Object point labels
====

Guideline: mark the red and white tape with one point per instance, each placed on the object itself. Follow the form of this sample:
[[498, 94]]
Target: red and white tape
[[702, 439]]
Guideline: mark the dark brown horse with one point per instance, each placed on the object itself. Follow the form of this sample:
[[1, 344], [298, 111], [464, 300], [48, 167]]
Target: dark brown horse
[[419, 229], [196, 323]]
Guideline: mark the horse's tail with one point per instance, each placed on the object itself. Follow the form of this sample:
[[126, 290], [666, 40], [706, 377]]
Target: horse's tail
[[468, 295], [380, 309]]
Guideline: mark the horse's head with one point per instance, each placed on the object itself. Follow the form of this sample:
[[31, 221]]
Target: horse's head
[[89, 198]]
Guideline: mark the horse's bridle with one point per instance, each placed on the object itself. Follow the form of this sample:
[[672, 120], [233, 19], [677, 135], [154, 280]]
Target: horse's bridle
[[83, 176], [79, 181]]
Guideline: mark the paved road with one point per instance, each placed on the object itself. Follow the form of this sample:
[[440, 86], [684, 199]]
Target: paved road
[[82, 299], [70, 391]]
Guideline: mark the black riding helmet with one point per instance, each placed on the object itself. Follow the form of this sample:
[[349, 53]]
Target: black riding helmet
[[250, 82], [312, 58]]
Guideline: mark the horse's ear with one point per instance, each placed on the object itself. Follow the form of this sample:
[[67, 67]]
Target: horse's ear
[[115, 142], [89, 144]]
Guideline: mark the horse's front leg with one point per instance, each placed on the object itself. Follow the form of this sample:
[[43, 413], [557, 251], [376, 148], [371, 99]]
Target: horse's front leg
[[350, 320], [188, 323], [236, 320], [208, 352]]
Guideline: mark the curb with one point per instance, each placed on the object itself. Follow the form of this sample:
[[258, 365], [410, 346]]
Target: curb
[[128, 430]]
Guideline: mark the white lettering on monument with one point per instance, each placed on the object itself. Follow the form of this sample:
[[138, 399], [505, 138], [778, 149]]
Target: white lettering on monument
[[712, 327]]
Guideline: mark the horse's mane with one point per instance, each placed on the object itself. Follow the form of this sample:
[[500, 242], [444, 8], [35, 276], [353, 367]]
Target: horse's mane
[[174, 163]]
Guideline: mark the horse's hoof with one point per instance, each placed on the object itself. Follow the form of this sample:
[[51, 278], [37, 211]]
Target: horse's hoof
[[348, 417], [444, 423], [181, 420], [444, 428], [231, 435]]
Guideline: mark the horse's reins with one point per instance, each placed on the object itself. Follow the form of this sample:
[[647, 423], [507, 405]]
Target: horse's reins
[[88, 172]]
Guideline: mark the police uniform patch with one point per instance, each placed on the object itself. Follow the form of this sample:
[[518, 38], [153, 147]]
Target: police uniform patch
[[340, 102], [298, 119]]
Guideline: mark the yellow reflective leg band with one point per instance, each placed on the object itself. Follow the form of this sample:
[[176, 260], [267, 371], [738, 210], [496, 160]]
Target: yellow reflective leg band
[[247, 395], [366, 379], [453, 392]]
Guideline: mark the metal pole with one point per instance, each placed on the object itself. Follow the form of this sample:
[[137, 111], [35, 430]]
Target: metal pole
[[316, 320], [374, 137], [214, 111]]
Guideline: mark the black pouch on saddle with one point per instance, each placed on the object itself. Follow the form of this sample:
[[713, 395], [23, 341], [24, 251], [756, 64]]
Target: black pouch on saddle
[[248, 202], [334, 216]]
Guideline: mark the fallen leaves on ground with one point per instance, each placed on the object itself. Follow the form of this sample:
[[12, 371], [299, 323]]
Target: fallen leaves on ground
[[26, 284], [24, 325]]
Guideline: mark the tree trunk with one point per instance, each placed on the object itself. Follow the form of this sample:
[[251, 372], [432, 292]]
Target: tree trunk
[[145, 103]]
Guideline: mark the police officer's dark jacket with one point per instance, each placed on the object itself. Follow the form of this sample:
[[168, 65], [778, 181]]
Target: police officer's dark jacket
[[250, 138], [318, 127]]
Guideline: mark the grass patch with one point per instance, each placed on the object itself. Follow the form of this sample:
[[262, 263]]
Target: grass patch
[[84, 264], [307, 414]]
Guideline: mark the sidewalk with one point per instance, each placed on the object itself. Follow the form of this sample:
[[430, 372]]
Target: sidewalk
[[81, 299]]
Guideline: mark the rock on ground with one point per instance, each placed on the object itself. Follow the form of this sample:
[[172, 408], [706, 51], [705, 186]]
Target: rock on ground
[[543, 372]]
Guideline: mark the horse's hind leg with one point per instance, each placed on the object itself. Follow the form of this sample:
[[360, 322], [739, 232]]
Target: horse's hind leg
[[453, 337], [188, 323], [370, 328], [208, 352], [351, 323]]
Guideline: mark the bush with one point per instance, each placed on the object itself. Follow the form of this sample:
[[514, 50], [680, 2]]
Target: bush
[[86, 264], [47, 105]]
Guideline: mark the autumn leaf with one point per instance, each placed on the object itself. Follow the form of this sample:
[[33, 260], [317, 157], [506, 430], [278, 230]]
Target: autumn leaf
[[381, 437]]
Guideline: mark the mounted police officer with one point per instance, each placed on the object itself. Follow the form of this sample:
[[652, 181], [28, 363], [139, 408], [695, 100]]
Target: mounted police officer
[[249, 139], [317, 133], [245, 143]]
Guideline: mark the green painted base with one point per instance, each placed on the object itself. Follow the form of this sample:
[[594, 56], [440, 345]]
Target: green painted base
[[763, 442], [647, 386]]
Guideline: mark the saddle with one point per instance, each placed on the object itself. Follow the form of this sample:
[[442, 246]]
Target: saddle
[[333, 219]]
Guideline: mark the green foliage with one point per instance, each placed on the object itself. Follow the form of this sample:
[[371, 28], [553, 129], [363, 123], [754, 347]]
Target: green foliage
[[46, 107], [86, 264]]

====

● PROBLEM:
Output only the lines running from the line with "Guideline: mark the bush" through the final line of the data, inclusive.

● COMPLETE RESPONSE:
Guideline: mark the bush with one point per instance, each placed on the object itself. Follow the form of this sample:
[[514, 50], [680, 2]]
Target: bush
[[86, 264], [47, 105]]
Guideline: mark the autumn leaf with one point per instance, each placed on the object itself. Follow the form of this sample:
[[33, 260], [317, 157], [506, 430], [278, 230]]
Target: autumn leaf
[[381, 437]]
Guideline: mark the mounted police officer with one point per instance, each placed on the object itself. Follow the form of this sample:
[[652, 181], [28, 363], [139, 408], [695, 100]]
Target: mounted police officer
[[249, 139], [317, 133], [245, 143]]
Guideline: mark the green painted base with one point per instance, each placed on the object itself. Follow the form of this sample:
[[594, 56], [440, 345]]
Target: green painted base
[[763, 442], [647, 386]]
Guideline: mark the saddle with one point per instance, each placed on the object itself. Follow the form of this sample:
[[442, 246]]
Target: saddle
[[333, 219]]
Guideline: mark the green foliage with one point per instance, each placed on the object itself. Follow the form of this sample:
[[371, 28], [553, 129], [363, 123], [754, 347]]
Target: green foliage
[[46, 107], [86, 264]]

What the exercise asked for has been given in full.